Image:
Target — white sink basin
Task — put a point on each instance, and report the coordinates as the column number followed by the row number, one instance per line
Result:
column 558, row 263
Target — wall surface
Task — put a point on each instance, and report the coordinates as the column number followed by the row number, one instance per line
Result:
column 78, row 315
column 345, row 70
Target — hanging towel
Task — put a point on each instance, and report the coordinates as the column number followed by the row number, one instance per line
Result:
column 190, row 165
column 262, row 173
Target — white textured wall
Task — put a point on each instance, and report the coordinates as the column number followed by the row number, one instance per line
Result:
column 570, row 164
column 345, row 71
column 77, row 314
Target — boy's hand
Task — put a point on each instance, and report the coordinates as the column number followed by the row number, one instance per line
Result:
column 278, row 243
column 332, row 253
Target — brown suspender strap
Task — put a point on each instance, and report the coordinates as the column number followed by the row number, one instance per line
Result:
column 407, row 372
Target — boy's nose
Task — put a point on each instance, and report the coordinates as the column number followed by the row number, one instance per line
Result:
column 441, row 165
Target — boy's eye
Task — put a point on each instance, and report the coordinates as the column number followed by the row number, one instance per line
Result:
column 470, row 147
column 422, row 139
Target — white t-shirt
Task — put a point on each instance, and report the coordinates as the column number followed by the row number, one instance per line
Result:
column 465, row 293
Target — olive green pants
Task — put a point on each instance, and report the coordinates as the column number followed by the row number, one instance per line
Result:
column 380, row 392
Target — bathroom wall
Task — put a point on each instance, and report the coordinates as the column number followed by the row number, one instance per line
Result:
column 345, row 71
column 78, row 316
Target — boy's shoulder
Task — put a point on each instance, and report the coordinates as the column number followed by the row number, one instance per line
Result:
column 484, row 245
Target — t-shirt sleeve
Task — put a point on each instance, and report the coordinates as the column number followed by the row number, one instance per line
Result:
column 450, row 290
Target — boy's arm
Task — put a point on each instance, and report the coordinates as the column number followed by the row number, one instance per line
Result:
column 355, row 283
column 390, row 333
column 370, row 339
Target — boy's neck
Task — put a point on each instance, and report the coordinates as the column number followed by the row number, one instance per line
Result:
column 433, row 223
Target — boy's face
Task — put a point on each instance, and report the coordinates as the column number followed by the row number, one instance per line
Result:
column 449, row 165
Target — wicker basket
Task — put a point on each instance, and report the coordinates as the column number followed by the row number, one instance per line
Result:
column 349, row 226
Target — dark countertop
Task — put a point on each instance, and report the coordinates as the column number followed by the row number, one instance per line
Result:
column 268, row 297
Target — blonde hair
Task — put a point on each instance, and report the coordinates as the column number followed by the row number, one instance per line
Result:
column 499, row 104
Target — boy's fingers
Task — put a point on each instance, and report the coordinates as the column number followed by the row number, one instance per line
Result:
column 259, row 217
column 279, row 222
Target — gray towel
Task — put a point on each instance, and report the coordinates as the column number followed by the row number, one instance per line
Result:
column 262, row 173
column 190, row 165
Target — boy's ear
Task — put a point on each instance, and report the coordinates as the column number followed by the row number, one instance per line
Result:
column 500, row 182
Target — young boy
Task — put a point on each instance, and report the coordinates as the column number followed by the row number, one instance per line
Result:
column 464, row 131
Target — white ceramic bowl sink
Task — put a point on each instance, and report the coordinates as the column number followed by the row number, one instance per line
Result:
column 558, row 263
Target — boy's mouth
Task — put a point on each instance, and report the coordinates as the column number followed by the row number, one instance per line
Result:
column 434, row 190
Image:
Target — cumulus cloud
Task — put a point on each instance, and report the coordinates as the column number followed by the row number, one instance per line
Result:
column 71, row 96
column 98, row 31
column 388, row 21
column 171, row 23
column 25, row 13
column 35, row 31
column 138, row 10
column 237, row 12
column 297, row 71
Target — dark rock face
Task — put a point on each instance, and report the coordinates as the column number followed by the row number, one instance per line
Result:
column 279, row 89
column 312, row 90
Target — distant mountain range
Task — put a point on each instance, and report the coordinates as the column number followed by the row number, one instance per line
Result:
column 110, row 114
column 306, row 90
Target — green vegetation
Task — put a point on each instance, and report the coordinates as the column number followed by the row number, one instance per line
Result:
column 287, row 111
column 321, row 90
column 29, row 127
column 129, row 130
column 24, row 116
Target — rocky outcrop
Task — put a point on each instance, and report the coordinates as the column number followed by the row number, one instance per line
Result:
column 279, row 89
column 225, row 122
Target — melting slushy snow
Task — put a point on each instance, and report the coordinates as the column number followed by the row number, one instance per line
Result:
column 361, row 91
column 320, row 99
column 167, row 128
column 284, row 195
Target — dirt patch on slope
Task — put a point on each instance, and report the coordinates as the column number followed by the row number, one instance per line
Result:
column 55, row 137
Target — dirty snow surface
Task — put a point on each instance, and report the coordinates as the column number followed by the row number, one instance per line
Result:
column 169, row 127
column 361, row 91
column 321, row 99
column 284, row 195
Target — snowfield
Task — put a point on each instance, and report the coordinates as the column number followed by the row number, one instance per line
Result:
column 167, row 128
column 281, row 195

§ TASK STATEMENT: Using the records above, work out how many lines hold the string "surface"; answer with that number alone.

§ EXERCISE RESPONSE: 2